Brief:
Starting at the top of the listing below, copy each line exactly, stopping after the line that contains "positive clicks: (418, 153)".

Information given:
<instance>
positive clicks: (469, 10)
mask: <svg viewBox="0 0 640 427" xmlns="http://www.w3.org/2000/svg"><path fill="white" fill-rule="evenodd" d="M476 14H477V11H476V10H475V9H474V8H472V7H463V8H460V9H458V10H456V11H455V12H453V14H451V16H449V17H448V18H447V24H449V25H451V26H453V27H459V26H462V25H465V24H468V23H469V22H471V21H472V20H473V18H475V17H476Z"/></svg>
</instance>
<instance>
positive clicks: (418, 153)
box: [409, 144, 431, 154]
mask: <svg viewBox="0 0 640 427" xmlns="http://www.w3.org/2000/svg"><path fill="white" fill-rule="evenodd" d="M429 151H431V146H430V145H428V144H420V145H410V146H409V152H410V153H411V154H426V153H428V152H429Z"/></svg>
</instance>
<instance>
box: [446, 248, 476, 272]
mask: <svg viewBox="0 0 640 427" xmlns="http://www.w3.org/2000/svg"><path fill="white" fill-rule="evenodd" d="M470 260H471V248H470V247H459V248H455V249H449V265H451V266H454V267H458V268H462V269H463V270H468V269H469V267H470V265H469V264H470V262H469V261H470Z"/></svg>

Problem solution:
<instance>
positive clicks: (469, 10)
mask: <svg viewBox="0 0 640 427" xmlns="http://www.w3.org/2000/svg"><path fill="white" fill-rule="evenodd" d="M476 14H477V11H476V10H475V9H474V8H472V7H463V8H460V9H458V10H456V11H455V12H453V14H451V16H449V17H448V18H447V24H449V25H451V26H453V27H459V26H462V25H465V24H468V23H469V22H471V21H472V20H473V18H475V17H476Z"/></svg>
</instance>
<instance>
positive clicks: (418, 153)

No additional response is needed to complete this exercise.